■ PROBLEM 1:
Give the rows as a numbered list, from the first row through the line containing "--target=black top", inclusive, leaving out any blank lines.

Eliza Manokey (b. ? - d. ?)
MSA SC 5496-8254
Fled from Slavery, Talbot County, Maryland, 1856
Biography:
Eliza Manokey escaped from servitude in Talbot County, Maryland, in 1856. She joined fellow fugitives Peter Pennington, Joe Bailey, and William Bailey, whose accounts of events were much more complete.1 It is unknown whether Eliza was slave or free, and exactly where she labored in Talbot County. She may have been the "Eliza Manoka," recorded in the Baltimore Runaway Dockets, who unsuccessfully attempted to pass as a free woman in 1849. 2 Undoubtedly, she had heard about Harriet Tubman's bold strikes against slavery in the area, and she may have been related to the heroine's Manokey cousins.3 Eliza decided to join the party of fugitives after they enlisted Tubman's guidance in November, 1856. However, she was probably unaware that her companions were so highly valued by their owners, who posted a twenty six hundred dollar reward on November 22.4 Joe Bailey alone, had elicited a $1500 offer from William R. Hughlett, creating a particular degree of awareness at the group's flight.
Considering their high profile, the runaways took great caution in making their way to Wilmington, Delaware, needing about 10 more days than it usually took Tubman to reach that destination.5 She and Thomas Garrett had already conducted several campaigns using that route, but had rarely faced such considerable attention. The three men's owners had beaten the group to Delaware, and Garrett was forced to concoct a deceptive ruse to get them past various patrols blocking the Christiana River. He employed a group of black bricklayers to hide the five individuals in their loaded wagon, "singing and shouting" as to ease the minds of suspicious whites.6 They were then forwarded to William Still in Philadelphia, where he recorded some details of their escape.7 While Eliza may ultimately reached Canada with the rest of her party, there is no record of her life there.

■ PROBLEM 2:
According to the biography, what amount did William R. Hughlett offer for Joe Bailey alone?

■ DATA:
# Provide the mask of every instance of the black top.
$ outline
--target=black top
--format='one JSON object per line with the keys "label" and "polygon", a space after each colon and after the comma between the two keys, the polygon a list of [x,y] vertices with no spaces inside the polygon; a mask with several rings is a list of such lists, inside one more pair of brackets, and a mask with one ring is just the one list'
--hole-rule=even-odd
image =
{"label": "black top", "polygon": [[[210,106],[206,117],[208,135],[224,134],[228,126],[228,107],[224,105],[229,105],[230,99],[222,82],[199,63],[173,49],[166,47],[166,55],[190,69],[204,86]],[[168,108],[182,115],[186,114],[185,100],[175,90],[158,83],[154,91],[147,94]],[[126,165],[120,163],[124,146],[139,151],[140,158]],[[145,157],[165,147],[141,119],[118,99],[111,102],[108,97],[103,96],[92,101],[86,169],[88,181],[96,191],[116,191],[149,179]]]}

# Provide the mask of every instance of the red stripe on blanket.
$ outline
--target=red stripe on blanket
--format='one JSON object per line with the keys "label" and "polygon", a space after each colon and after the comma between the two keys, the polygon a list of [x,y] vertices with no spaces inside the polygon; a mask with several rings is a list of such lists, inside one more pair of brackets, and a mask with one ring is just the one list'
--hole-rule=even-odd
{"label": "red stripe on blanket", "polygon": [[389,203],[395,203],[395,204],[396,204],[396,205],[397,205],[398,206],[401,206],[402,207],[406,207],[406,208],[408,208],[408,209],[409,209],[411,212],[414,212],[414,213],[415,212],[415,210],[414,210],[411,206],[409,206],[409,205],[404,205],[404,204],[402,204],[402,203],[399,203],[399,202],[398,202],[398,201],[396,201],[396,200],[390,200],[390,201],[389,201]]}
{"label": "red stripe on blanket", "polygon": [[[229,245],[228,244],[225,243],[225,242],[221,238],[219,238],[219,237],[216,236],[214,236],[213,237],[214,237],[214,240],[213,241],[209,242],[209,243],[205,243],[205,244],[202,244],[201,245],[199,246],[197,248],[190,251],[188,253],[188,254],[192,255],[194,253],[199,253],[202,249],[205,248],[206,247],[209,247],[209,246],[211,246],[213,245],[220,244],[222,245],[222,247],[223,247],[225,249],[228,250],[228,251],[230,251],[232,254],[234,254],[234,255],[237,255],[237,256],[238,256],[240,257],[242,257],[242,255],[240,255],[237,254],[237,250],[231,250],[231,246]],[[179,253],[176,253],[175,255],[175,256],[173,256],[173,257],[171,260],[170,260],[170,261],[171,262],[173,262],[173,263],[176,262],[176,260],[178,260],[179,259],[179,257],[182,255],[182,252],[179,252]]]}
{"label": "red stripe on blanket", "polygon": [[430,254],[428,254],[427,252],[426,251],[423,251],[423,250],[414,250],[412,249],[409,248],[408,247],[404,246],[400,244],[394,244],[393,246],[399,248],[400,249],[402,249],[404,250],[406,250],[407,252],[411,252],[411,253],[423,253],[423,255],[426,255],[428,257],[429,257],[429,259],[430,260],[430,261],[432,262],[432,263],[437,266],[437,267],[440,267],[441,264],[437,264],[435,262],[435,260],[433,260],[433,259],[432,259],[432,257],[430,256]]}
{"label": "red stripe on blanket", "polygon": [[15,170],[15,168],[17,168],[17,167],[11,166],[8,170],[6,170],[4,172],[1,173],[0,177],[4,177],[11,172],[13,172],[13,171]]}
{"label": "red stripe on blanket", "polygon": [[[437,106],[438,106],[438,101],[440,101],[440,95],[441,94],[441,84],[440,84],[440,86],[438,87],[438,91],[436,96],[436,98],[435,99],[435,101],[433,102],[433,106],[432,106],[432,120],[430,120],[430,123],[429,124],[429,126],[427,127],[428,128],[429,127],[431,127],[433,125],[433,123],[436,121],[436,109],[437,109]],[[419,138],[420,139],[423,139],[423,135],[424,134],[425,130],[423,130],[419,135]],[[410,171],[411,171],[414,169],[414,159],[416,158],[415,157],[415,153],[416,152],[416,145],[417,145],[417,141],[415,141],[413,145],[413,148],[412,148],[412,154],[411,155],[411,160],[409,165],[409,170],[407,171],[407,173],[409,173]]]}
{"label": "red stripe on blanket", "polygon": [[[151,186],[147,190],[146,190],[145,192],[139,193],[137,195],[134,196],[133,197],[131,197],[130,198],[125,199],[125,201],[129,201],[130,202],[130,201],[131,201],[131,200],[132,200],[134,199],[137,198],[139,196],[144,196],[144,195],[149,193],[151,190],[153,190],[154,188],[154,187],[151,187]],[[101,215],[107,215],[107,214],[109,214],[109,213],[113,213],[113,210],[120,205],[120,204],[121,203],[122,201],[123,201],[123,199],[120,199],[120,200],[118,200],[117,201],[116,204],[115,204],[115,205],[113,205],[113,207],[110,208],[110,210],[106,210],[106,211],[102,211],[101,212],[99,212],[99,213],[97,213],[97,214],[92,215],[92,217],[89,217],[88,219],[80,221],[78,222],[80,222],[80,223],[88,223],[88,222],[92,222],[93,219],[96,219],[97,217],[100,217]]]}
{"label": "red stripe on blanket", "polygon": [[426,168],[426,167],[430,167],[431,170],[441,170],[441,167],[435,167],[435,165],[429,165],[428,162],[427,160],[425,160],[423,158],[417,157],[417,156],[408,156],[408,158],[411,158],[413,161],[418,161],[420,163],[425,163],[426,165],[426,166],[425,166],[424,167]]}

■ WRITTEN ANSWER 1:
1. # Provide the mask of every instance of the black top.
2. $ outline
3. --target=black top

■ WRITTEN ANSWER 2:
$1500